* **Exercise aim**
Return the data that follows, keeping every word and mark unchanged.

* **Exercise data**
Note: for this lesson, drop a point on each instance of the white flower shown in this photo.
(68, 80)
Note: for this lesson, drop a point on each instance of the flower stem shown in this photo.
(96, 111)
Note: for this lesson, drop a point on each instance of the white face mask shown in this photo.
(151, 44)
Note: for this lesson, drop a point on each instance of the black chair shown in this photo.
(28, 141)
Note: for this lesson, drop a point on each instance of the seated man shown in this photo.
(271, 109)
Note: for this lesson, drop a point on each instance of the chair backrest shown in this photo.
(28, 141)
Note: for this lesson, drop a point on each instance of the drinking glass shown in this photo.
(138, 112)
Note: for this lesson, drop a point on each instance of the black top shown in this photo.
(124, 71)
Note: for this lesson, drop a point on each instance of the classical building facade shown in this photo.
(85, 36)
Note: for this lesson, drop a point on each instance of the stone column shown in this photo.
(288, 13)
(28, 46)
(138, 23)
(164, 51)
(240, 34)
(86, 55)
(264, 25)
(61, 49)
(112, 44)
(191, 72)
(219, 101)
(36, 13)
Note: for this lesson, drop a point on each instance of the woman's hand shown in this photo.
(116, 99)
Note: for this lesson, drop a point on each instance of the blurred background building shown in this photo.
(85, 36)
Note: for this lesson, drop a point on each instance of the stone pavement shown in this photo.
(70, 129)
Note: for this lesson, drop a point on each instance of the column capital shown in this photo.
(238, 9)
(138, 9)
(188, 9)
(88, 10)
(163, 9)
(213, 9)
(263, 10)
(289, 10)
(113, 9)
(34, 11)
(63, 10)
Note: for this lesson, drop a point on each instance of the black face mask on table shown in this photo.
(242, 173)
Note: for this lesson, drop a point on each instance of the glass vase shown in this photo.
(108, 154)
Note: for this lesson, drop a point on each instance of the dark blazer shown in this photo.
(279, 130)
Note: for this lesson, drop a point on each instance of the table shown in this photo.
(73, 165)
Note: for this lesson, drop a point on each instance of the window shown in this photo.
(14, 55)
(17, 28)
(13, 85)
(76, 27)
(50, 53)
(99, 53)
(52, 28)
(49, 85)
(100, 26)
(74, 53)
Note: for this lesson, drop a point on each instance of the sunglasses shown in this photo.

* **Finished exercise**
Note: for this lesson, drop a point on each instance of the white flower shown in this photo.
(68, 80)
Note: for this lesson, drop a point on each instance of the flower stem shown in this photo.
(96, 111)
Note: for this lesson, drop a point on each instance of the white face mask shown in this photo.
(151, 44)
Note: for this lesson, drop a point on each instance of the black chair shown in this photo.
(28, 141)
Note: for this lesson, drop a point on each instance of the seated man shown in this photo.
(271, 109)
Note: for this lesson, drop a point on each instance of the chair backrest shown in this photo.
(28, 141)
Note: for this lesson, drop a point on each instance of the drinking glass shown in this photo.
(138, 112)
Note: for this lesson, drop a point on each instance of the black top shown in this photo.
(124, 71)
Note: for this lesson, drop a point on each instance of the classical building facade shown in this photo.
(85, 36)
Note: for this lesson, drop a point on each instance of the stone column shown in this photo.
(288, 13)
(28, 46)
(138, 23)
(164, 51)
(240, 34)
(86, 55)
(264, 25)
(61, 49)
(112, 44)
(191, 72)
(219, 101)
(36, 13)
Note: for this lesson, drop a point on each instance of the woman's hand shown in this photo.
(116, 99)
Note: for this lesson, drop a point on each instance of the blurred background building shown in this photo.
(85, 36)
Note: for this lesson, drop a point on each instance of the stone pavement shown in this photo.
(70, 129)
Note: for this lesson, drop a point on each instance of the column capital shown in this photo.
(238, 9)
(138, 9)
(188, 9)
(88, 10)
(163, 9)
(213, 9)
(263, 10)
(289, 10)
(113, 9)
(34, 11)
(63, 10)
Note: for this lesson, drop a point on each instance of the black face mask on table shown in this photo.
(242, 173)
Note: for this lesson, drop a point on each instance of the glass vase shown in this photo.
(108, 154)
Note: for this lesson, drop a point on each instance of the dark blazer shown in this photo.
(279, 130)
Note: for this lesson, drop a point on each instance of the table shown in this photo.
(73, 165)
Note: for this lesson, drop a point on each instance of the window shown in this photo.
(14, 55)
(17, 28)
(13, 85)
(76, 27)
(50, 53)
(99, 53)
(52, 28)
(49, 85)
(100, 26)
(74, 53)
Note: for this lesson, drop a point on each instance of the sunglasses shown in this photo.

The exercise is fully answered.